Selected passage ->
Code Mode instead gives the model a compact TypeScript type definition:

interface SlackAPI {
  send_message(params: { channel: string; text: string }): Promise<void>;
  list_channels(params?: { limit?: number }): Promise<string[]>;
}
declare const slack: SlackAPI;

And a single execute_code tool. The model writes this:

const channels = ["#eng", "#backend", "#alerts"];
await Promise.all(
  channels.map(channel =>
    slack.send_message({ channel, text: "Deployment complete. v2.4.1 is live." })
  )
);

One round trip. Parallel execution. The model wrote a plan and ran it, instead of being the relay between each call.

The performance results are not marginal. For a simple task, Code Mode used 32% fewer tokens. For a complex batch operation (creating a bunch of recurring events), it used 81% fewer tokens. The model wrote a loop. The tool-calling agent made thirty individual calls.

To do ->
1. Rewrite the Code Mode passage between "And a single" and "between each call.", inclusive, replacing "execute_code" with "run_code".
2. Based on the Code Mode passage, state whether each statement is true (yes or no), and quote the deciding words. (a) On a simple task, Code Mode used 32% fewer tokens. (b) The tool-calling agent made twelve individual calls. (c) The code the model writes sends the messages one at a time, in sequence.

Provided information ->

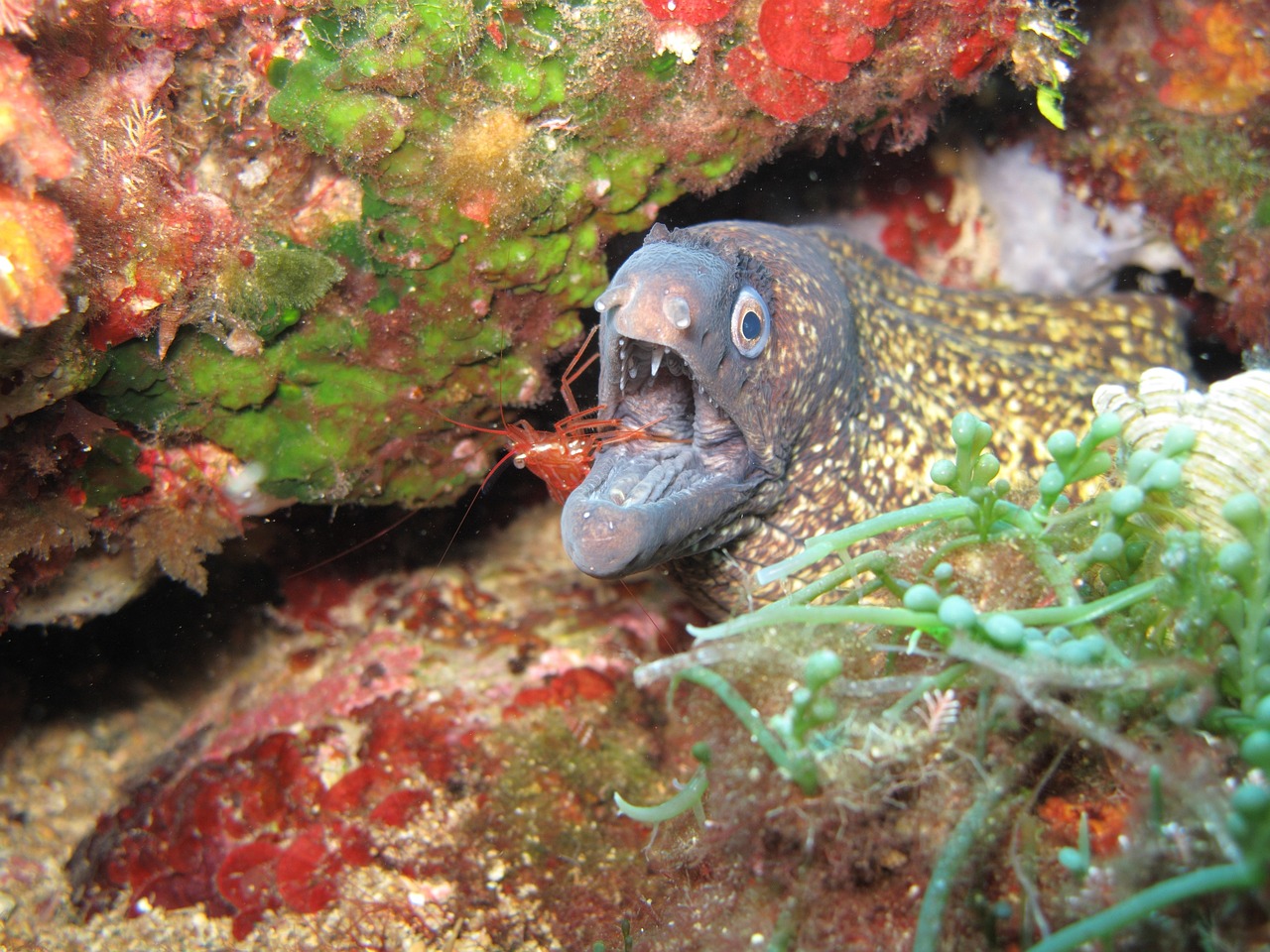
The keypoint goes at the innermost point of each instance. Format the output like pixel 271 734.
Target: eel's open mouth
pixel 672 493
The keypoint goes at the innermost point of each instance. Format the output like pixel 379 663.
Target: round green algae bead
pixel 1242 511
pixel 943 472
pixel 1234 558
pixel 1251 800
pixel 1052 481
pixel 921 598
pixel 1062 444
pixel 985 468
pixel 969 431
pixel 956 612
pixel 1256 748
pixel 1106 547
pixel 1003 630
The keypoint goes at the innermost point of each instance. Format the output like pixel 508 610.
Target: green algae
pixel 494 154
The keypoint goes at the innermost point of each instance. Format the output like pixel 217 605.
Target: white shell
pixel 1232 434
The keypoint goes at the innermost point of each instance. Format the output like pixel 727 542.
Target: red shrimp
pixel 562 457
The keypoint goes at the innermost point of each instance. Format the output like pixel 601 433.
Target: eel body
pixel 798 382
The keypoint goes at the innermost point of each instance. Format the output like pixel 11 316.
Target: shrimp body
pixel 562 457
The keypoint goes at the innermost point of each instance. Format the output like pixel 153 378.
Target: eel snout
pixel 648 500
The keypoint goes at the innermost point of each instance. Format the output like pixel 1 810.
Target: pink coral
pixel 1218 62
pixel 36 246
pixel 783 94
pixel 822 40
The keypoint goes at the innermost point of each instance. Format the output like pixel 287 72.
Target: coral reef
pixel 310 235
pixel 1169 108
pixel 1015 725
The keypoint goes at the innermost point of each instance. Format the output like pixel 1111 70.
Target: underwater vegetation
pixel 308 234
pixel 1185 139
pixel 1115 625
pixel 1001 719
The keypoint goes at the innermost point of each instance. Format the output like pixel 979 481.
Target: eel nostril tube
pixel 676 309
pixel 613 296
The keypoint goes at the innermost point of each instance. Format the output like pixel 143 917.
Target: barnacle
pixel 1230 421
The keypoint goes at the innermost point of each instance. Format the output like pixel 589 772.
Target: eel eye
pixel 751 324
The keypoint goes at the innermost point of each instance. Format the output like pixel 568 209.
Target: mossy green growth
pixel 495 154
pixel 1138 601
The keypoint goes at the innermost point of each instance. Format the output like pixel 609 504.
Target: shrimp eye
pixel 751 322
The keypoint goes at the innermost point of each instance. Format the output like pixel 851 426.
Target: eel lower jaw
pixel 671 494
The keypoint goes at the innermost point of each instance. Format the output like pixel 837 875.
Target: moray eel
pixel 798 382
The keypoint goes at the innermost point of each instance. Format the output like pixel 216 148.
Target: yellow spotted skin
pixel 866 409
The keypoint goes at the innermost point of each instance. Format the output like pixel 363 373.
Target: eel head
pixel 686 344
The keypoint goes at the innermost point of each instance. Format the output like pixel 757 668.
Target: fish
pixel 798 381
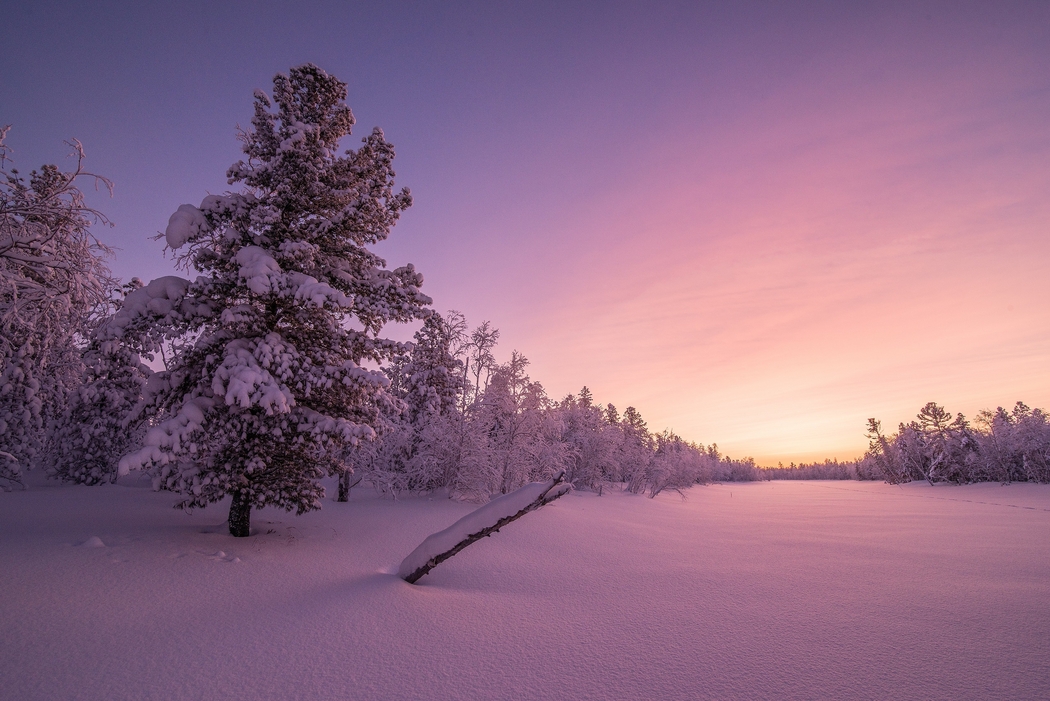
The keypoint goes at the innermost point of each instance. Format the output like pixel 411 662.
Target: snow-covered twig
pixel 480 524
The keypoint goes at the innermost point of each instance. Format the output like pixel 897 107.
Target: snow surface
pixel 783 590
pixel 479 519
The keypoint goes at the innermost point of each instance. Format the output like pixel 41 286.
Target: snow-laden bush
pixel 1004 446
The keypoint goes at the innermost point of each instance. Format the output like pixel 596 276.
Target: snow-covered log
pixel 479 524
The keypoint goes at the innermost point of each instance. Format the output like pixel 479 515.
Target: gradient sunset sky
pixel 759 224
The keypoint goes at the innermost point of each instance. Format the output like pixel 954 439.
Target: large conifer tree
pixel 266 382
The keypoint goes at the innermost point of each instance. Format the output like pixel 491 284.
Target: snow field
pixel 763 591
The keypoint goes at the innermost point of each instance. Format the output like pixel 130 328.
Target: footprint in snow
pixel 223 557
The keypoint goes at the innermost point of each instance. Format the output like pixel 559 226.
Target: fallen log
pixel 480 524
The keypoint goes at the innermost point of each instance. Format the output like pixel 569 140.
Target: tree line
pixel 268 369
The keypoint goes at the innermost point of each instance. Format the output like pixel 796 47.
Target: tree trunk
pixel 425 557
pixel 240 515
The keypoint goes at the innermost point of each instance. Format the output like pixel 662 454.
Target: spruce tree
pixel 271 351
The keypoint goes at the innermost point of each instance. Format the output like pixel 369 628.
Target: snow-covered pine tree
pixel 54 287
pixel 267 384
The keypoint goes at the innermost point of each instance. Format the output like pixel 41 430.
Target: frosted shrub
pixel 54 288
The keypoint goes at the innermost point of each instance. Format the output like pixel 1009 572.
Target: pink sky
pixel 758 225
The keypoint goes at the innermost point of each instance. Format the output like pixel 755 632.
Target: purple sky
pixel 758 224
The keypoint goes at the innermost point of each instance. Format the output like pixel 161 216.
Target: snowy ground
pixel 773 590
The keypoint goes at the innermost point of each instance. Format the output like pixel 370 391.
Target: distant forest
pixel 274 374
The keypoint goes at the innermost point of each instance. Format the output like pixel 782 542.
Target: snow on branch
pixel 480 524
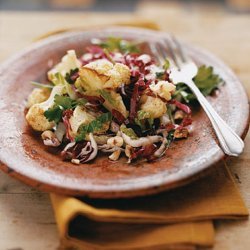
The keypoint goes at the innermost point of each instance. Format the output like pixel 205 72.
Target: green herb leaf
pixel 128 131
pixel 54 114
pixel 118 44
pixel 205 80
pixel 42 85
pixel 68 75
pixel 62 103
pixel 65 102
pixel 93 126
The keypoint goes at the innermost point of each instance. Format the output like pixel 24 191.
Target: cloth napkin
pixel 181 218
pixel 177 219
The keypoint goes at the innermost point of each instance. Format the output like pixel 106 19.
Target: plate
pixel 23 155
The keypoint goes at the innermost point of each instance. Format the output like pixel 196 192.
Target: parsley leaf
pixel 54 114
pixel 70 77
pixel 62 103
pixel 118 44
pixel 42 85
pixel 206 80
pixel 142 118
pixel 65 102
pixel 93 126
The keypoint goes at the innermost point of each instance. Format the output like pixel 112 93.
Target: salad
pixel 113 99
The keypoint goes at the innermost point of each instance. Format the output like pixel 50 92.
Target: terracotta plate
pixel 23 155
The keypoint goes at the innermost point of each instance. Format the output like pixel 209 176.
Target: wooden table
pixel 26 216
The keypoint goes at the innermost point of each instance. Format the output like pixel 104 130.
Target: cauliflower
pixel 79 117
pixel 114 101
pixel 163 89
pixel 35 116
pixel 38 95
pixel 153 105
pixel 68 62
pixel 102 74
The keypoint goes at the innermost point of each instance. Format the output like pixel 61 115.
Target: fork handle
pixel 230 142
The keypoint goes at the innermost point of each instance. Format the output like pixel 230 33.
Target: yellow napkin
pixel 181 217
pixel 178 219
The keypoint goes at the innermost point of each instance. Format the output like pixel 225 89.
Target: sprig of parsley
pixel 118 44
pixel 61 103
pixel 93 126
pixel 206 80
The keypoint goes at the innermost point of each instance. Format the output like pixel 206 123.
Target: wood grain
pixel 222 32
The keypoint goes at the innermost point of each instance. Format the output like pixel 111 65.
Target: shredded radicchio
pixel 181 106
pixel 83 151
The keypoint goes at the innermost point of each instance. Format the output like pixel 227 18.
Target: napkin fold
pixel 180 218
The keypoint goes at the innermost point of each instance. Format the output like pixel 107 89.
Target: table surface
pixel 27 220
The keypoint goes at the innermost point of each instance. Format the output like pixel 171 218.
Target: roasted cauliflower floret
pixel 35 116
pixel 163 89
pixel 115 102
pixel 102 74
pixel 82 117
pixel 68 62
pixel 79 117
pixel 153 105
pixel 38 95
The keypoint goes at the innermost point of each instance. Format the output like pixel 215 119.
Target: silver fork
pixel 184 70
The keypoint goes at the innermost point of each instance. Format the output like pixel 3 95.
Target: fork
pixel 184 70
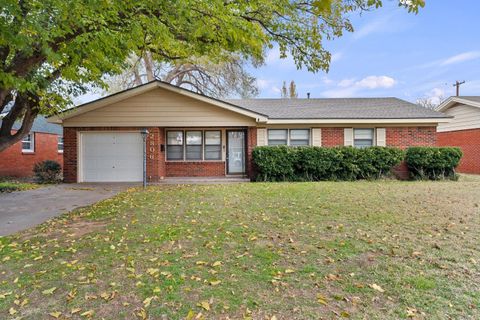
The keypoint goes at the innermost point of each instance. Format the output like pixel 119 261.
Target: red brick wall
pixel 155 166
pixel 469 142
pixel 404 137
pixel 14 163
pixel 195 168
pixel 332 137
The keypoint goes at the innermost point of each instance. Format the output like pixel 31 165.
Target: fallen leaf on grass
pixel 55 314
pixel 49 291
pixel 376 287
pixel 205 305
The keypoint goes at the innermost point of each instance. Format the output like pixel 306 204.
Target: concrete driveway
pixel 25 209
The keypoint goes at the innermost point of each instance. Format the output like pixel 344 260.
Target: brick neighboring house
pixel 463 131
pixel 194 135
pixel 44 142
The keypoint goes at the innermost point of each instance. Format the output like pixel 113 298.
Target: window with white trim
pixel 194 145
pixel 299 137
pixel 213 145
pixel 175 145
pixel 28 143
pixel 277 137
pixel 193 149
pixel 363 138
pixel 290 137
pixel 60 143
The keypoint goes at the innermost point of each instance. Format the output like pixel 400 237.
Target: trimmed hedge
pixel 433 163
pixel 48 171
pixel 282 163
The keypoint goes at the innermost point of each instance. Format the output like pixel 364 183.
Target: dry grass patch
pixel 384 250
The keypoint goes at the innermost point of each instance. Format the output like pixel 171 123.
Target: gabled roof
pixel 40 124
pixel 345 110
pixel 473 101
pixel 341 108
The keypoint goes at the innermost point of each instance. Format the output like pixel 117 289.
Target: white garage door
pixel 112 157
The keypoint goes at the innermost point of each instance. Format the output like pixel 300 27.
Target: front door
pixel 236 151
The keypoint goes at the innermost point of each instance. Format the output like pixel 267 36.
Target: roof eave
pixel 360 121
pixel 90 106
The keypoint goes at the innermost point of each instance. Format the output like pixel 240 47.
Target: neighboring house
pixel 194 135
pixel 463 131
pixel 44 142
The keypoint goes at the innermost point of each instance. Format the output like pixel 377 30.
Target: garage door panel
pixel 112 157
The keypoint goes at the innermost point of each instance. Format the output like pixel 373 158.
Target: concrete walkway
pixel 25 209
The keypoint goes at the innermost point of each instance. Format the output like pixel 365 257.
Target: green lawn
pixel 360 250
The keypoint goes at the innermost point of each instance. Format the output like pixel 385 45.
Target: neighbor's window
pixel 363 138
pixel 213 145
pixel 194 145
pixel 60 144
pixel 28 143
pixel 277 137
pixel 299 137
pixel 175 145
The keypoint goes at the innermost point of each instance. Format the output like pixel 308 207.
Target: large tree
pixel 52 50
pixel 227 78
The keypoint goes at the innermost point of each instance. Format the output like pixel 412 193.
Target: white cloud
pixel 462 57
pixel 435 96
pixel 336 56
pixel 351 87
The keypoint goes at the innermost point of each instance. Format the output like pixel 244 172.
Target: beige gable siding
pixel 160 108
pixel 465 117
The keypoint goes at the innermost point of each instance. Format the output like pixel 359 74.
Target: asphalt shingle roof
pixel 471 98
pixel 337 108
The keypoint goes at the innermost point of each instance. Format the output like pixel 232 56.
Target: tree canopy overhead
pixel 51 50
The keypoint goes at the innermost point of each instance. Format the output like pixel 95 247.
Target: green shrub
pixel 433 163
pixel 282 163
pixel 48 171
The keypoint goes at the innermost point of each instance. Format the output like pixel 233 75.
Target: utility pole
pixel 458 84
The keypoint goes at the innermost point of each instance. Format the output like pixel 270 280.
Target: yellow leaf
pixel 205 305
pixel 142 314
pixel 217 264
pixel 75 310
pixel 215 282
pixel 322 299
pixel 190 315
pixel 49 291
pixel 55 314
pixel 88 314
pixel 148 301
pixel 376 287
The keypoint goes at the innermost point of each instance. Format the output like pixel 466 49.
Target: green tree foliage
pixel 51 50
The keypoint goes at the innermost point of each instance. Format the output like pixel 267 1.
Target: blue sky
pixel 392 53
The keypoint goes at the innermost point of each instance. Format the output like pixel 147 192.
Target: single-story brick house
pixel 463 131
pixel 194 135
pixel 44 142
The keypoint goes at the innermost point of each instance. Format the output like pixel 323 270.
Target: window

Answers given ->
1.
And a single run_code tool. The model writes this:

const channels = ["#eng", "#backend", "#alerts"];
await Promise.all(
  channels.map(channel =>
    slack.send_message({ channel, text: "Deployment complete. v2.4.1 is live." })
  )
);

One round trip. Parallel execution. The model wrote a plan and ran it, instead of being the relay between each call.

2.
(a) Yes: "For a simple task, Code Mode used 32% fewer tokens."
(b) No: "The tool-calling agent made thirty individual calls."
(c) No: "Parallel execution."